** Begin Text block **

TBX Starter Guide

TBX Starter Guide
Validating TBX Files
Formerly LISA Terminology Special Interest Group
10/18/2010
11/10/2010 (Rev 1)
12/20/2010 (Rev 2)
3/21/2013 (Rev 3)

Chapter 1. Overview of TBX 5

Overview 5

Audience for this Guide 5

History of TBX 5

TBX-Default and TBX-Basic 6

Benefits of TBX 6

Structure of a Typical TBX File 7

Validating TBX Files 7

When to Validate TBX Files 7

TBX Validation Resources 8

Overview of TBX Resources 8

The TBX Checker 8

The Integrated RelaxNG Schema for TBX-Basic 8

Sample TBX Files, the DTD, and the XCS File 8

Steps for Validating TBX Files 8

Error Messages 9

Chapter 2. Downloading TBX Resources 11

Requirements 11

Downloading the TBX Checker Package 12

Downloading the TBX Checker Executable File 13

Chapter 3. Using the TBX Checker 15

Starting the TBX Checker 15

Overview of TBX Checking Demonstrations 15

Demo: No Error 16

Demo: Bad Attribute 16

Demo: Bad Element 18

Demo: Bad Element Content 20

Demo: Bad Element Order 21

Demo: Not Well-Formed Elements 24

Chapter 4. Using the Integrated RNG Schema 27

Requirements 27

Organizing Resources in an <oXygen/> XML Editor Session 27

Validating XML Project Documents 28

Demo: Bad Attribute 29

Demo: Bad Element 30

Demo: Bad Element Content 30

Demo: Bad Element Order 31

Demo: Not Well-Formed 32

Appendix A. Sample Structure of a TBX File 35

Appendix B. Bibliography 39

Appendix C. Glossary 40

Chapter 1. Overview of TBX

Overview

TermBase eXchange (TBX) is a markup language that is used to represent structured, concept-oriented terminological data in a database, which is known as a termbase. Based on XML, TBX can be used either as a native format for representing terminological data in a terminology management application or as an intermediary format for exchange purposes. TBX is an open standard and is implemented as a family of terminological markup languages (TMLs).

** End Text block **

◆ **Exercise task 1**: In the TBX starter guide, recast the paragraph that begins "TermBase eXchange (TBX) is a markup language" as a short bulleted list that keeps its main facts.
◆ **Exercise task 2**: Check each statement against the TBX starter guide and answer yes or no, quoting the words that decide it: (a) TBX is built on XML. (b) TBX is a proprietary standard. (c) The guide's third revision is dated March 21, 2013.

** Begin Supplied entries **

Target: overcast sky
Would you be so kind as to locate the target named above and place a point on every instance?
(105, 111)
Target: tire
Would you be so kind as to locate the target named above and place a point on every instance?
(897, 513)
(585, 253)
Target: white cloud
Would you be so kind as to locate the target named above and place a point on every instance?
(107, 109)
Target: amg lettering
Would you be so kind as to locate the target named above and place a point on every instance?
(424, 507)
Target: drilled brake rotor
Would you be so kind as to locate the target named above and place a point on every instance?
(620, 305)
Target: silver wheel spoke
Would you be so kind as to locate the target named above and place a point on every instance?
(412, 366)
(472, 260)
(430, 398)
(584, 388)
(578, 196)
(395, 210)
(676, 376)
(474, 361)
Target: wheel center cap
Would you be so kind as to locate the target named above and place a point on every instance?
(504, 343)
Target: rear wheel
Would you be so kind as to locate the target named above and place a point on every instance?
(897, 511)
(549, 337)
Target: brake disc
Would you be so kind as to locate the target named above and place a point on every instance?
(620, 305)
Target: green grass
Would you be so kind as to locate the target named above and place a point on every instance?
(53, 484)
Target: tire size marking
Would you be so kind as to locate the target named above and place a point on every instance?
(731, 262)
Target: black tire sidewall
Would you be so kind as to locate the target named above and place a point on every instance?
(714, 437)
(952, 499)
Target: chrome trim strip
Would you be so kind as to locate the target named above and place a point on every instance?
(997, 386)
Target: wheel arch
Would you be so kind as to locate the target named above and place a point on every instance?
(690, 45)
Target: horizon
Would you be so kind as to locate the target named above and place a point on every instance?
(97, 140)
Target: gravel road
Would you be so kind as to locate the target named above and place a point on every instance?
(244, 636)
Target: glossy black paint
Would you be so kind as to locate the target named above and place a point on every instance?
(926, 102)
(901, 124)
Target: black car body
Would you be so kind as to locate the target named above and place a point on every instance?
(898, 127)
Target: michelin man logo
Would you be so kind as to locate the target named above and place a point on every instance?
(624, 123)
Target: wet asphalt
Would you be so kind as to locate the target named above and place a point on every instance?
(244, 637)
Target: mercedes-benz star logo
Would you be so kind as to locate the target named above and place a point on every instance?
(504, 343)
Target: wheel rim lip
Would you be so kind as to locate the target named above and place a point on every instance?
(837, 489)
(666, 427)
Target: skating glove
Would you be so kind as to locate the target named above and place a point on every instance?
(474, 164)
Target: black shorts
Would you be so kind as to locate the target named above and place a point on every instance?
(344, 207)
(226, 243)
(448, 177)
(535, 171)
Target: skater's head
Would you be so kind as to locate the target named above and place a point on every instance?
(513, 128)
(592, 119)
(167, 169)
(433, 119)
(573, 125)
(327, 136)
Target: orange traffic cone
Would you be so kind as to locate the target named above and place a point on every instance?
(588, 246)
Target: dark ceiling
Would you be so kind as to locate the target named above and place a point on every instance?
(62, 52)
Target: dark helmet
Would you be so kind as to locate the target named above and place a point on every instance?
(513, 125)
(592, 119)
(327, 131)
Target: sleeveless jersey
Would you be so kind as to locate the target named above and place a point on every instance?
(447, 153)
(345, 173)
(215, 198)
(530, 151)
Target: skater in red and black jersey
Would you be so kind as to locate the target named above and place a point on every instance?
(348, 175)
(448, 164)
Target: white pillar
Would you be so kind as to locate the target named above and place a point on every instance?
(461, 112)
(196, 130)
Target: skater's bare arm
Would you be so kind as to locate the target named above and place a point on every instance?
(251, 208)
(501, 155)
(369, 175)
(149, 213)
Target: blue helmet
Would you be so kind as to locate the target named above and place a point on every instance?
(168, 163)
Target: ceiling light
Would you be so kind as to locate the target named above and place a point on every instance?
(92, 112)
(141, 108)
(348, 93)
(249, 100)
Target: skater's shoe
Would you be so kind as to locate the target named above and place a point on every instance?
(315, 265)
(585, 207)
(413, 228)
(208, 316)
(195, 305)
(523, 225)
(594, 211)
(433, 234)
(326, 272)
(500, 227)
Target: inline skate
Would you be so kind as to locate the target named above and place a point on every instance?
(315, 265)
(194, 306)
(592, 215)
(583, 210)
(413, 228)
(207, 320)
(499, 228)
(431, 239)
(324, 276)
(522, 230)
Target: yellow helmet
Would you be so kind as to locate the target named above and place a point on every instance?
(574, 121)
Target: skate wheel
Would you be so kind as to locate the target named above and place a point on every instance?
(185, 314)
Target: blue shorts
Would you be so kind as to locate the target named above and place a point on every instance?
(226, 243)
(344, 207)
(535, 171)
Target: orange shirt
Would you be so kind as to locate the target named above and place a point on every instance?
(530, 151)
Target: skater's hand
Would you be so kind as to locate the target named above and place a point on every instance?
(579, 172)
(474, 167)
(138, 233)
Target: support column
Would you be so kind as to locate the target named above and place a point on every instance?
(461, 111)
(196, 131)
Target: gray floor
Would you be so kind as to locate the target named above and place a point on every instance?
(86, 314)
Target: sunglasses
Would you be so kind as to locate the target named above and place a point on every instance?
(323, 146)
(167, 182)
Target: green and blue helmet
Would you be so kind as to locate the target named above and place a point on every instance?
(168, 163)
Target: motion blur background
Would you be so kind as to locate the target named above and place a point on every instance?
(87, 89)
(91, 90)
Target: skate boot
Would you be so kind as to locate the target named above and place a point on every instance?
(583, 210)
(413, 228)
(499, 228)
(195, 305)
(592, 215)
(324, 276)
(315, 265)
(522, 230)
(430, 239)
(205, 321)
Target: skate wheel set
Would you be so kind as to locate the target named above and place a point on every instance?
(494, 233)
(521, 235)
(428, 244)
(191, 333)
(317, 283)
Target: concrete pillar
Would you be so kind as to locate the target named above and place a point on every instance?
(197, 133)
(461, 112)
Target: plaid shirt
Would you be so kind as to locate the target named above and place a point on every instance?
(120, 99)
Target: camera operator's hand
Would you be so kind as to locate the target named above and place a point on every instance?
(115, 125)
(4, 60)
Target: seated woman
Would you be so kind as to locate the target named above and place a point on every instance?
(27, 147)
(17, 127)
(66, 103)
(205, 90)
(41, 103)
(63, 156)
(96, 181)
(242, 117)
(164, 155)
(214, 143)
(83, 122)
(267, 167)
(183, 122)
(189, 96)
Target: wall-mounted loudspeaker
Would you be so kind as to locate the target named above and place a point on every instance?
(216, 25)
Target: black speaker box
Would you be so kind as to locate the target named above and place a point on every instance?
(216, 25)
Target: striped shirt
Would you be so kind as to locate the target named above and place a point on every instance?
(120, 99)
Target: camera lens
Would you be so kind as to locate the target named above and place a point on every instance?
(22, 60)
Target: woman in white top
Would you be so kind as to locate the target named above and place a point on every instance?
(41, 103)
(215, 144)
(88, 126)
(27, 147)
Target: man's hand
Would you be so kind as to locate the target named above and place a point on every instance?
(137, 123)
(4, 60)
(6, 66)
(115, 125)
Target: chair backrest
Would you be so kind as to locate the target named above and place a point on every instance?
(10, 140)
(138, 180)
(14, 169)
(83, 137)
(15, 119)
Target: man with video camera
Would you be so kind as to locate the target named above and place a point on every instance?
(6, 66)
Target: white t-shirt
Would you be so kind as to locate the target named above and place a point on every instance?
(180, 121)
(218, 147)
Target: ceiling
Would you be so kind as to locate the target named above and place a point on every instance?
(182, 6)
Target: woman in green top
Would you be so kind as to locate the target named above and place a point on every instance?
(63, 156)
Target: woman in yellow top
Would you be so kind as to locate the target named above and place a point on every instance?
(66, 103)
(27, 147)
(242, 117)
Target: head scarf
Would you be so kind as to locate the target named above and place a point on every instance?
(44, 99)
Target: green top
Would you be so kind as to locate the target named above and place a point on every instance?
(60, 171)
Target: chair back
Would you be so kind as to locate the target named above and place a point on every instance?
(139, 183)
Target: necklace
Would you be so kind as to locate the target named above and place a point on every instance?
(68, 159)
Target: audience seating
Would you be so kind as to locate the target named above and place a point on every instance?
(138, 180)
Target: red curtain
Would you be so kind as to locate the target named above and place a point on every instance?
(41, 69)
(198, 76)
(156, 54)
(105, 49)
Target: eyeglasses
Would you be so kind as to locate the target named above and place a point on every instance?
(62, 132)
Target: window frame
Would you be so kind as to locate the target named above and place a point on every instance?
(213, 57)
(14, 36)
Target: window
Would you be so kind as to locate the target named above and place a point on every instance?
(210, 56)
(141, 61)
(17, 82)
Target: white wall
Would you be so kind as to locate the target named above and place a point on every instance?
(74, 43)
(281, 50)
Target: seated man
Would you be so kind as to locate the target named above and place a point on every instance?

** End Supplied entries **

◆ **Result 1**:
- TermBase eXchange (TBX) is a markup language for structured, concept-oriented terminological data held in a database called a termbase.
- It is based on XML.
- It can be the native format of a terminology management application or an intermediary format for exchange.
- It is an open standard, implemented as a family of terminological markup languages (TMLs).

◆ **Result 2**:
(a) Yes: "Based on XML"
(b) No: "TBX is an open standard"
(c) Yes: "3/21/2013 (Rev 3)"